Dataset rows
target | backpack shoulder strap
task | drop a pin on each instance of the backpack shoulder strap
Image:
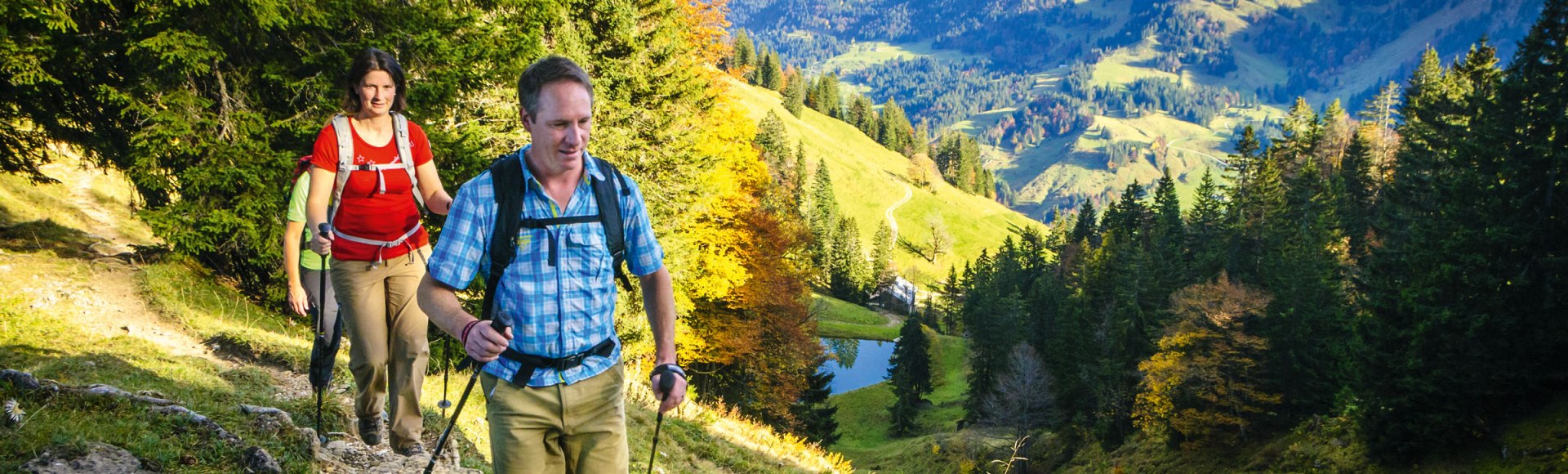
(405, 151)
(604, 192)
(507, 186)
(345, 162)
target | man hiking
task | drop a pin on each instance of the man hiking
(554, 375)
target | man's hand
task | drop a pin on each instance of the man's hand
(298, 300)
(676, 395)
(485, 344)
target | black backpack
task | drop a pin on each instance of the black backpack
(507, 182)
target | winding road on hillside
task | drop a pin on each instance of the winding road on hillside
(1192, 151)
(893, 223)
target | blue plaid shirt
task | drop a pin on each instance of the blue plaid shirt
(554, 310)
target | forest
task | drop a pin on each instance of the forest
(1404, 279)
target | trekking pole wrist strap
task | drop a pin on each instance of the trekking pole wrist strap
(662, 369)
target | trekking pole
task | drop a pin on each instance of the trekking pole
(458, 410)
(320, 329)
(666, 387)
(446, 356)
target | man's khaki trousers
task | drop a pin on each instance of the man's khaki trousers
(559, 429)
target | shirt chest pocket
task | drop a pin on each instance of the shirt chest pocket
(586, 250)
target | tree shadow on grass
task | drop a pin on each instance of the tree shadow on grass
(66, 242)
(158, 440)
(47, 236)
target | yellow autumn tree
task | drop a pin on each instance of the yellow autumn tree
(1201, 388)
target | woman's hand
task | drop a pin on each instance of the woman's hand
(298, 300)
(322, 244)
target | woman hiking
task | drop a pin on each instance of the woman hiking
(372, 172)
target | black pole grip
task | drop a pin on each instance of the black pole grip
(666, 385)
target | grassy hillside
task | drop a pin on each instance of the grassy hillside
(170, 329)
(844, 319)
(867, 179)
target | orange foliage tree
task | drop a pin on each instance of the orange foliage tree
(1203, 385)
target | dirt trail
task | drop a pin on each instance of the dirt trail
(102, 296)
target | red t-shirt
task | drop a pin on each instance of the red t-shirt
(364, 212)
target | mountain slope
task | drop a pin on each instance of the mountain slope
(1263, 51)
(869, 179)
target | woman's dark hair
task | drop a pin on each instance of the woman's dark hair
(546, 71)
(373, 60)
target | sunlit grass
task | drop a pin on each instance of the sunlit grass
(46, 339)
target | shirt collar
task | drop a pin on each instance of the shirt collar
(590, 165)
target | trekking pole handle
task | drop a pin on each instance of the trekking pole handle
(323, 230)
(666, 385)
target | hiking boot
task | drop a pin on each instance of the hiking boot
(371, 431)
(412, 451)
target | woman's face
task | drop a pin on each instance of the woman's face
(376, 93)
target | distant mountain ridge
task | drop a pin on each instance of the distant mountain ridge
(1259, 54)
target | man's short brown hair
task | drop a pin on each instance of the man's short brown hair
(543, 73)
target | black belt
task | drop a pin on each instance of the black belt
(560, 364)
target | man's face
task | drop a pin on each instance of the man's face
(560, 126)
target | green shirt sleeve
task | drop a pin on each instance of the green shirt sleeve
(296, 198)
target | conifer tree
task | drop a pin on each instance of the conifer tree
(744, 59)
(823, 218)
(882, 257)
(1468, 319)
(1085, 226)
(1355, 179)
(849, 275)
(1169, 237)
(894, 131)
(795, 93)
(1208, 235)
(862, 115)
(910, 375)
(814, 412)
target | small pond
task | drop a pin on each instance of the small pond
(855, 363)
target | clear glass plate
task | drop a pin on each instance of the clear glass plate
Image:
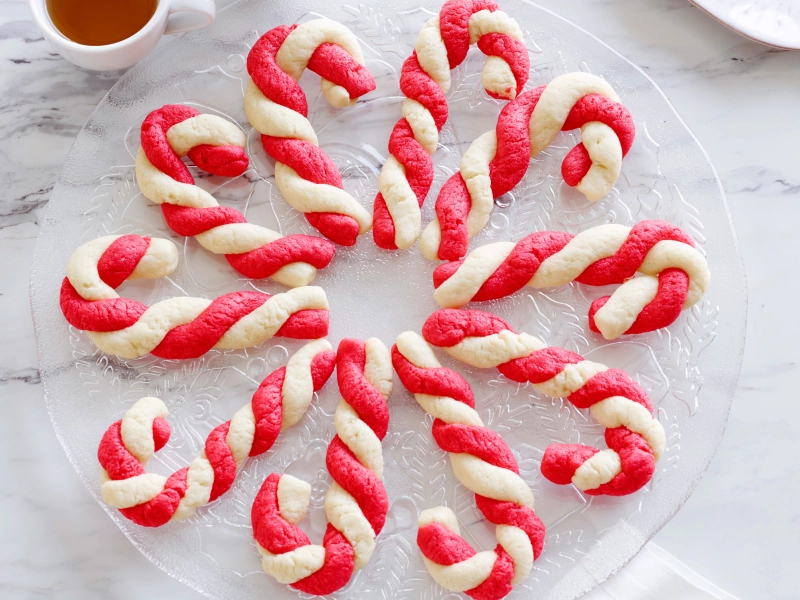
(690, 369)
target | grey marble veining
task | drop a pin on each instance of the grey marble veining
(739, 528)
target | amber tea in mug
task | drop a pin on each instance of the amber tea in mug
(100, 22)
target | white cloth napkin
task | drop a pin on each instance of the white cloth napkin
(654, 574)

REQUIREMENT
Copy the entire listing above line for line without changing anything, but leave out the pictures.

ANSWER IN FULL
target | backpack shoulder strap
task | drop a pin on each instance of the backpack shoulder strap
Image:
(405, 151)
(604, 192)
(507, 186)
(345, 162)
target | man hiking
task | drop a pin on each instance of the man hiking
(554, 375)
target | man's hand
task | drop a pin on each instance of the man's hand
(298, 300)
(676, 395)
(485, 344)
target | black backpack
task | drop a pin on each instance of the black backpack
(507, 182)
target | winding road on hillside
task | drop a pin on each instance of the winding road on hillside
(1192, 151)
(893, 223)
target | blue plaid shirt
task | drop a pin on each instance of the blue plaid shirt
(554, 310)
target | forest
task | drop a pin on each instance of the forest
(1404, 279)
target | trekking pole wrist strap
task | drop a pin on each instance of the trekking pole wrist strap
(662, 369)
target | trekking pole
task | drop a pin on each instance of the trekking pole
(458, 410)
(320, 329)
(666, 387)
(446, 356)
target | man's khaki trousers
task | drop a pin on each instance of the man's khaki trousers
(559, 429)
target | shirt chest pocket
task | drop a pin on each instance of the shirt chest pocket
(586, 250)
target | tree shadow on grass
task | drop a pin on each instance of the tree shadow on grass
(66, 242)
(158, 440)
(47, 236)
target | yellow autumn tree
task | drop a pin on each instance of the yellow autumn tree
(1201, 388)
target | woman's hand
task | drop a pin on each instance of the woman's hand
(298, 300)
(322, 244)
target | woman hiking
task | drop a pin on each instance of the woman hiking
(372, 172)
target | black pole grip
task | drop a pin on each instance of the black pole grip
(666, 385)
target | grassy hillside
task | drop a pin on each instance of the grassy hillside
(170, 329)
(844, 319)
(867, 179)
target | orange foliage tree
task | drop a pin on each instance of the orange foliage tree
(1203, 385)
target | dirt trail
task | drop a pin on each instance of the dirt trail
(102, 296)
target | red t-shirt
task | drop a pin on each instance of the red t-shirt
(364, 212)
target | mountain slope
task | drop a pin on each instance of the mountain slope
(1263, 51)
(869, 179)
target | woman's dark hair
task | drop a pin on each instance of the woman's dark hair
(546, 71)
(373, 60)
target | sunlit grass
task | drop a pin on each instance of the sunlit grass
(46, 339)
target | shirt collar
task | drop a pin on each instance of the shirt collar
(590, 165)
target | trekking pole handle
task | drop a pin on each instance of the trekking pole handle
(323, 230)
(666, 385)
target | hiking boot
task | drop a pin on each instance of the hiking boot
(371, 431)
(412, 451)
target | woman's face
task | drop a pin on each instance of the woman's face
(376, 93)
target | distant mountain ridge
task | drop a pin on each instance of the distant mountain ridge
(1259, 54)
target | man's short brown hair
task | drop a pin on each instance of the man's short brown hair
(543, 73)
target | black belt
task | drop a pin on each instance of the black belt
(560, 364)
target | man's face
task | drop a pin on each instance of the man's face
(560, 126)
target | green shirt sleeve
task | drop a pin on each instance of the green shirt sleeve
(296, 198)
target | conifer tree
task | drop a pin on each instance of the conifer tree
(744, 59)
(823, 218)
(882, 257)
(1468, 319)
(1085, 226)
(1355, 179)
(849, 275)
(1169, 237)
(894, 131)
(795, 93)
(1208, 235)
(862, 115)
(910, 375)
(814, 412)
target | small pond
task | drop a pin on each instance of the small pond
(855, 363)
target | clear glass plate
task | drop a pin on each instance of the clear glass plate
Image:
(690, 369)
target | grey marble veining
task | drop a pin on each instance of the grey marble veining
(739, 528)
target | amber tea in mug
task | drop a pin on each instance of the amber tea in mug
(100, 22)
target | white cloth napkin
task | drop a pin on each instance of the white cloth napkin
(654, 574)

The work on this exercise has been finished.